*Objective 1:* List the numbered factor headings that appear in the Mozal text below, with the one-word label under each.

*Document excerpt:*
============
The closure of Mozal — Mozambique's largest industrial facility — on 15 March 2026 created the most significant infrastructure investment opportunity in Southern Africa in a generation. KAIROS Energy proposes to resolve it permanently.

"The Mozal smelter did not close because aluminium is not valuable. It closed because reliable, competitively-priced electricity could not be guaranteed. We are here to guarantee it — permanently, at a lower cost than any previous arrangement."

KAIROS ENERGY — Strategic Thesis

The Problem

Mozal's closure was caused by the intersection of two structural failures: a 43-year drought low on the Zambezi basin that collapsed HCB's hydroelectric output by 30.7%, and a failure to negotiate a commercially viable energy tariff for the post-2026 period.

The result is a facility representing 3.9% of Mozambique's GDP, 25,000 direct and indirect jobs, and $372M in South32 write-downs, sitting idle — awaiting an energy solution that no existing player has the mandate or the capital structure to deliver.

The Solution

KAIROS Energy proposes the development of a 3,650 MWp solar photovoltaic facility with 10,800 MWh of battery energy storage, supported by 280 MW of gas-fired backup capacity — structured as a phased Independent Power Producer (IPP) delivering 950 MW to the Mozal smelter under a 20-year take-or-pay Power Purchase Agreement.

The project delivers electricity at a Levelised Cost of Energy of approximately 4.6¢/kWh — materially below the tariff that caused Mozal's closure, and below any competing generation source in the region.

Phase 1 — M+20
50%
475 MW delivered · Mozal resumes at half capacity · $1.72B CAPEX · First revenue
Phase 2 — M+34
75%
712 MW · EDM grid surplus sales begin · $940M incremental CAPEX
Phase 3 — M+48
100%
950 MW · Full Mozal operation · Largest private IPP in Mozambique
Strategic Upside
M&A
Acquisition of MOTRACO equity stake — controlling generation AND transmission
Section 02

The Opportunity

Five converging factors create a window of opportunity that is simultaneously time-limited and structurally unique. Each factor alone is significant. Together, they define a once-in-a-generation infrastructure play.

1. The anchor customer exists and needs you
Critical

South32 has not written off Mozal — it placed it in "care and maintenance" at $5M/year. The CEO explicitly stated reactivation is possible "when conditions change." South32 is a creditworthy, ASX-listed counterparty. A signed PPA with South32 is the single most valuable document in this entire project structure.

2. The government is politically desperate
Leverage

Mozal represented 3.9% of Mozambique's GDP and 40% of Maputo province's industrial output. Every day it remains closed is a political liability for the government. The operator who presents a credible reopening plan receives a level of regulatory facilitation and tax incentive access that is unprecedented in normal market conditions.

3. BESS costs have collapsed — now is the moment
Timing

Utility-scale LFP battery systems have reached $125/kWh all-in — a 43% reduction from 2023. Sodium-ion chemistry (2027+) will push this to $60–80/kWh. The project's LCOE of 4.6¢/kWh is achievable today. This number was not achievable two years ago and demonstrates why no previous attempt succeeded.

4. The infrastructure corridor already exists
De-risked

MOTRACO's twin 400kV transmission lines run from the South African grid through Eswatini and Namaacha directly to Beluluane — passing through Boane District, the proposed solar farm location. No new long-distance transmission is required. The site connects to existing grid infrastructure that was built specifically to serve Mozal.
============
*Material supplied:*
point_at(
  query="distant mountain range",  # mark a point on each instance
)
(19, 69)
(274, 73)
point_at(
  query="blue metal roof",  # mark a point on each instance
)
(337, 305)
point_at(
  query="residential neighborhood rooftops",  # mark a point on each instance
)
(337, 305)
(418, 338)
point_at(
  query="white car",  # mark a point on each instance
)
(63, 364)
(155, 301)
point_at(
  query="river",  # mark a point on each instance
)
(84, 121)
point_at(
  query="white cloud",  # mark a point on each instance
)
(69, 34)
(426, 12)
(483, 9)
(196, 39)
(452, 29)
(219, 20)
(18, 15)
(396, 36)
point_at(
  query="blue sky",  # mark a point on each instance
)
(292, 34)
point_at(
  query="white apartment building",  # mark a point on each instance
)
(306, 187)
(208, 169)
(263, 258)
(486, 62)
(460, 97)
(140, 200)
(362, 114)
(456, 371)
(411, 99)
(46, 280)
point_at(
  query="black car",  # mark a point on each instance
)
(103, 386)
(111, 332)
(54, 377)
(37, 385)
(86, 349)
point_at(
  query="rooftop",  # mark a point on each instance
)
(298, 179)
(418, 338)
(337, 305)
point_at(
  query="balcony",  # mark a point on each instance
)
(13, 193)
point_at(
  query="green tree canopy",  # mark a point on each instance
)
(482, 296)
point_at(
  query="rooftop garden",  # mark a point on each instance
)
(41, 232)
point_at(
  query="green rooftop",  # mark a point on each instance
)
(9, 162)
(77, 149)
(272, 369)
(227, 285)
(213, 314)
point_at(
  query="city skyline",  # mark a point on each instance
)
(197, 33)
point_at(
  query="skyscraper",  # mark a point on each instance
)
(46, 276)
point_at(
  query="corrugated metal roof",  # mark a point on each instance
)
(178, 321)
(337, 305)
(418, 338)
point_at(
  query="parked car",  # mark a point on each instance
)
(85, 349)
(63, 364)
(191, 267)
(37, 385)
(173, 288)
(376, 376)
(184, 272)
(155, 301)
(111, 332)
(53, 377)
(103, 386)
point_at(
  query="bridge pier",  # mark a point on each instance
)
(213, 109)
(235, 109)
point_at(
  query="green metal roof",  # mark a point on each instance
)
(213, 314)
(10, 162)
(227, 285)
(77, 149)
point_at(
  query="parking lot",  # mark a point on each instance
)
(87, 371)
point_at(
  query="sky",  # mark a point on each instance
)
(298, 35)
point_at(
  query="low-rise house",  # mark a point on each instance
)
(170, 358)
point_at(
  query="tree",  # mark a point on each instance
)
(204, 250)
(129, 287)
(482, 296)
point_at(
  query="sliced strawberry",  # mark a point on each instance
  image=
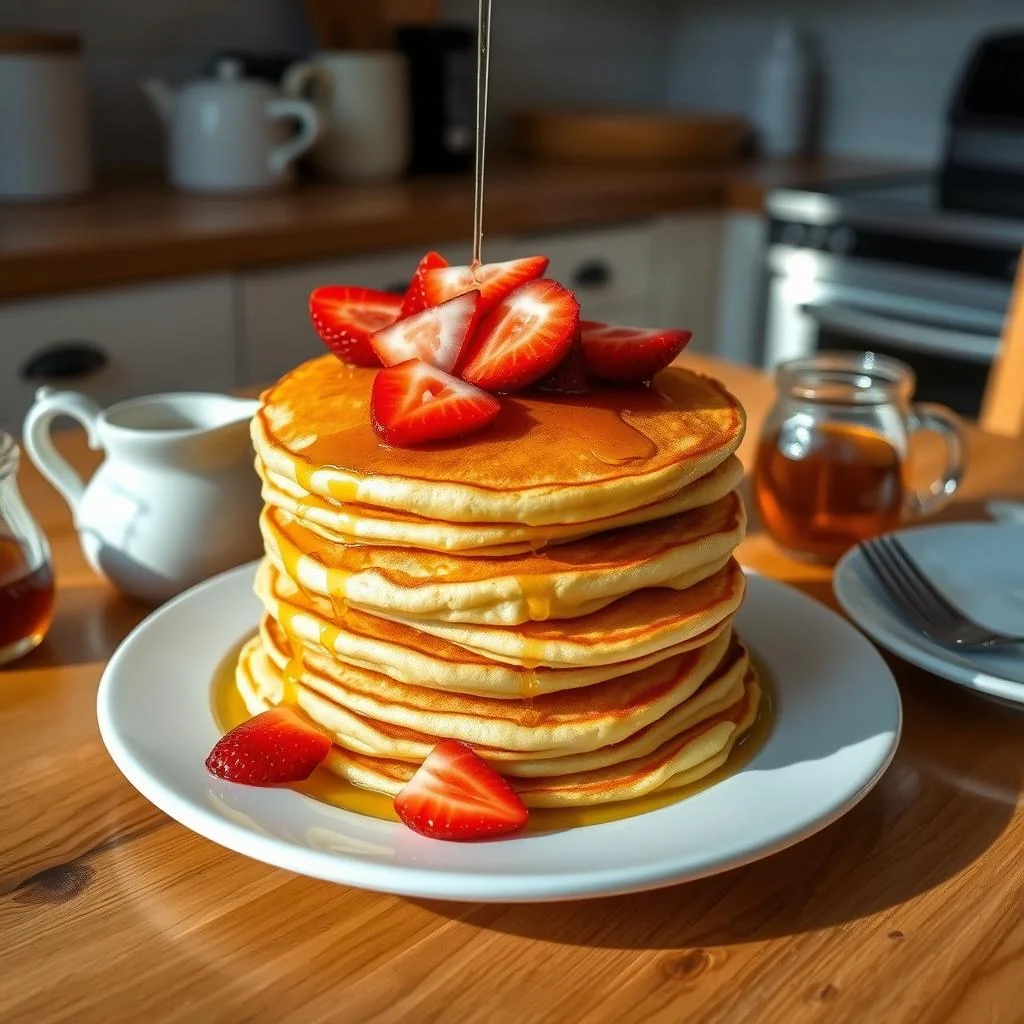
============
*Objective 2:* Pull out every line of the entries above that holds the string "metal".

*Solution 1:*
1. The anchor customer exists and needs you (Critical)
2. The government is politically desperate (Leverage)
3. BESS costs have collapsed — now is the moment (Timing)
4. The infrastructure corridor already exists (De-risked)

*Solution 2:*
  query="blue metal roof",  # mark a point on each instance
  query="corrugated metal roof",  # mark a point on each instance
  query="green metal roof",  # mark a point on each instance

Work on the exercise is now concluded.